● **SET TASK**
Count the lines in the data below that contain the string "rock", treating uppercase and lowercase as different. Give only the number.

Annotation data
_ _ _ _ _
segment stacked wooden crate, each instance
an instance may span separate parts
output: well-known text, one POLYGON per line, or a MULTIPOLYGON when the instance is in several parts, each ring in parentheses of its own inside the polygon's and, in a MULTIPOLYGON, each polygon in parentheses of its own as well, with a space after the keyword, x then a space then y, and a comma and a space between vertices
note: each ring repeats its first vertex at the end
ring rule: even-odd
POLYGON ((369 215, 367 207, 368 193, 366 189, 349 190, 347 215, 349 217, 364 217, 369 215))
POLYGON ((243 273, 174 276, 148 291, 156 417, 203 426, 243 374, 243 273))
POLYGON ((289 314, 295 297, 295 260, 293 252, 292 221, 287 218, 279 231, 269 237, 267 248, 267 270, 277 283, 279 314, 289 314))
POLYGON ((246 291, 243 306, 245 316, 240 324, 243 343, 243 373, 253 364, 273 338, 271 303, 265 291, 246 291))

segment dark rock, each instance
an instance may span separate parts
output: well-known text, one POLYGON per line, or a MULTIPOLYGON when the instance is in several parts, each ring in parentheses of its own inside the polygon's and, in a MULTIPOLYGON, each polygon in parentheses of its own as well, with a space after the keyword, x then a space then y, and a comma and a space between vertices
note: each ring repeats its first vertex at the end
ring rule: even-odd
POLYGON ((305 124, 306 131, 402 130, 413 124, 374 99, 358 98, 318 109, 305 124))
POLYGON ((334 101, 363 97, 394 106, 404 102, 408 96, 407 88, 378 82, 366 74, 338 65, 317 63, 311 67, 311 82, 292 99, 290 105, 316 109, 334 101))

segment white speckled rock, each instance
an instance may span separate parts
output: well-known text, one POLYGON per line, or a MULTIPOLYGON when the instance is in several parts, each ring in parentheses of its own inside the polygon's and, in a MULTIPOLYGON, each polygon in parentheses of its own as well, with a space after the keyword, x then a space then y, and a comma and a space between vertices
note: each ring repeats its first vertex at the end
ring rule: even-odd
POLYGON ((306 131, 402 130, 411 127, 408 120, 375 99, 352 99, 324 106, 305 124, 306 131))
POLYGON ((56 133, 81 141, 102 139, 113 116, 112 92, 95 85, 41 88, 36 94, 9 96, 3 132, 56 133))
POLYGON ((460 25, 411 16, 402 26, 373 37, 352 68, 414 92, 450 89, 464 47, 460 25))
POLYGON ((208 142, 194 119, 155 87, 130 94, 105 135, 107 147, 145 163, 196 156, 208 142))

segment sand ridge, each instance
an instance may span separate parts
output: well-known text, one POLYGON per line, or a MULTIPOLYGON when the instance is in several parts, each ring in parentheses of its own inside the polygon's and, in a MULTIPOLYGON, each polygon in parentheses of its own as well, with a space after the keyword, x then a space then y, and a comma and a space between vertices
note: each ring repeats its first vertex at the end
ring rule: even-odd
_ _ _ _ _
● **TASK ANSWER**
2